◆ **Work instruction 1**
Do these statements agree with the thread on depressing composers? Answer yes or no for each, and quote the words of the thread that decide it.
(a) Tchaikovsky died nine days after the premiere of his 6th Symphony.
(b) Allan Petterson is described as an Italian composer.
(c) One post says Tchaikovsky wrote only sad music.
◆ **Work instruction 2**
Echo the thread on depressing composers word for word, from "Ouch. My sympathies." to "but great music!".
◆ **Work instruction 3**
Proceed with the thread on depressing composers, picking up right after its last sentence.

◆ **Provided text**
####################

# Who is the most depressing composer or composers?



## atsizat

Who is the most depressing composer or composers?


----------



## Guest

As a person who had a dozen treatments of electro-convulsive therapy (among other things) before he could purchase an adult beverage, I might recommend not feeding the impulse.


----------



## Morimur

Most depressing composers? The Minimalist—they all suck.


----------



## Abraham Lincoln

Tchaikovsky was a really miserable man, but again, this assessment is largely based on the composer's life rather than the music.


----------



## SeptimalTritone

nathanb said:


> As a person who had a dozen treatments of electro-convulsive therapy (among other things) before he could purchase an adult beverage, I might recommend not feeding the impulse.


Ouch. My sympathies.


----------



## Bevo

I'll second Tchaikovsky. Look up his relationship with "The Five." Keeping his same-sex orientation private also played a role. His death is credited to drinking Cholera infested water, but many believe it was done so purposefully as an act of suicide. He died 9 days after the premier of his 6th Symphony, which had one of the most, if not the most, depressing finales of all time. Look him up. I also feel the depression and sorrow is VERY evident in his music, ESPECIALLY his last symphonies. His music isn't also slow and sad, but a lot of his works are in a minor key. His music was what truly got me into Classical music. He was my first favorite composer! Sad story, but great music!


----------



## jimsumner

20th century Swedish composer Allan Petterson by a wide margin, or at least of anyone I've ever heard.

A miserable childhood-abusive, alcoholic father--and physical ailments as an adult that disfigured him and left him in constant pain.

And it all comes out in his music, mostly Mahlerian-length symphonies.


----------



## Fugue Meister

What I'd like to know is do you mean that was depressed, or their music sounds depressing? If it's the latter than I agree with jimsumner ^ but I will throw Shostakovich's name in the mix for both a depressing life and depressing music (not all but a large percentage).


----------



## sweetviolin

This is pretty depressing I think


----------



## JD Reyes

Perhaps a better question would be: What piece of music is elicits the most pathos (depressing)? or What composer is best at evoking a sense of poignancy or sadness? The second movement of Tchaikovsky's 4th symphony, in my opinion, is a good example.


----------



## Gordontrek

You'd be hard-pressed to find a more depressing piece than the fourth movement of Tchaikovsky's 6th. Don't listen if you're in a bad mood, it will make it worse. Tchaikovsky wrote a lot of happy music, but on the inside, he was a wreck. His Pathetique has been called his Requiem.

####################

Stored data
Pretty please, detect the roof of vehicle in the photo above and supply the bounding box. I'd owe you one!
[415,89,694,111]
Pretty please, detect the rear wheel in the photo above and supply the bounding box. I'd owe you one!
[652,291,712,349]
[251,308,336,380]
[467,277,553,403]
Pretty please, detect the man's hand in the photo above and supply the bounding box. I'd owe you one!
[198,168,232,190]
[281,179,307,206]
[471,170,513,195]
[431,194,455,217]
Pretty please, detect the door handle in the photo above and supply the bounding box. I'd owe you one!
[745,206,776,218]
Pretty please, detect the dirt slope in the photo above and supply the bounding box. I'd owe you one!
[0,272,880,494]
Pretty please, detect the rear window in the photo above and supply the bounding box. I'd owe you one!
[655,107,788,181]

####################

◆ **Response box 1**
(a) Yes: "He died 9 days after the premier of his 6th Symphony"
(b) No: "20th century Swedish composer Allan Petterson"
(c) No: "Tchaikovsky wrote a lot of happy music"

◆ **Response box 2**
Ouch. My sympathies.


----------



## Bevo

I'll second Tchaikovsky. Look up his relationship with "The Five." Keeping his same-sex orientation private also played a role. His death is credited to drinking Cholera infested water, but many believe it was done so purposefully as an act of suicide. He died 9 days after the premier of his 6th Symphony, which had one of the most, if not the most, depressing finales of all time. Look him up. I also feel the depression and sorrow is VERY evident in his music, ESPECIALLY his last symphonies. His music isn't also slow and sad, but a lot of his works are in a minor key. His music was what truly got me into Classical music. He was my first favorite composer! Sad story, but great music!

◆ **Response box 3**
Also try: third movement of Chopin's second piano sonata, commonly known as "Funeral March." Chopin's music is often emotionally charged since he struggled with health problems throughout his life, so that's another place to look. One of my favorites is his etude No. 8 from his Opus 28 etudes nicknamed "Desperation." It's not entirely a melancholy piece since it's rather fast, but it creates a sense of confusion, and indeed, desperation.


----------



## Orfeo

*Alexander Glazunov
*During his final three decades after 1905, life was anything but easy for this great Russian. He lost his friend and teacher Rimsky-Korsakov in 1908, his friend Stasov in 1906. Taneyev passed on in 1915, and many of his friends and colleagues emigrated during Russia's turbulent years leading up to, during, and after the Revolution. The Russian Silver Age, as Glazunov was so much a part of, was gone, and the age of turbulence, uncertainty, privation became the new reality. This new age was also hostile. He then lost his mother in 1925 and emigrated himself to France, finding various degrees of success promoting his music in the United States and the West. But nostalgia never left him, and although he remained celebrated, his heyday was long over.

*Nikolay Myaskovsky*
A man of the world, Myaskovsky was an avid reader, and even a writer and critic earlier on. But, following tradition, he was destined for the military. The first blow hit him when his mother passed in 1892. His aunt raised him as his surrogate mother. Although he studied music, first with Gliere, and then at the St. Petersburg Conservatory, he never abandoned military service. During the war, he was shell-shocked. But he suffered additional blows during the turbulence of the 1910s. He father, a general, was killed, his aunt passed away (Myaskovsky found her dead in a cold, dark room), his brother-in-law committed suicide. He managed to land a career as Professor at the Moscow Conservatory of Music, earning him "The Musical Conscience of Moscow", but the political climate, at first uncertain and precarious during the 1920s, became even more so during the era of Stalinism of the 1930s. Going through the dangerous years of the 1930s, the Great Patriotic War, he, with leading composers (incl. Popov, who would be rather destroyed by this), was branded a formalist during the Zhdanov Decree of 1948. He was terminally ill at that time. 
_See_ Gregor Tassie's "Nikolay Myaskovsky: the conscience of Russian music" which is an excellent, well absorbing read.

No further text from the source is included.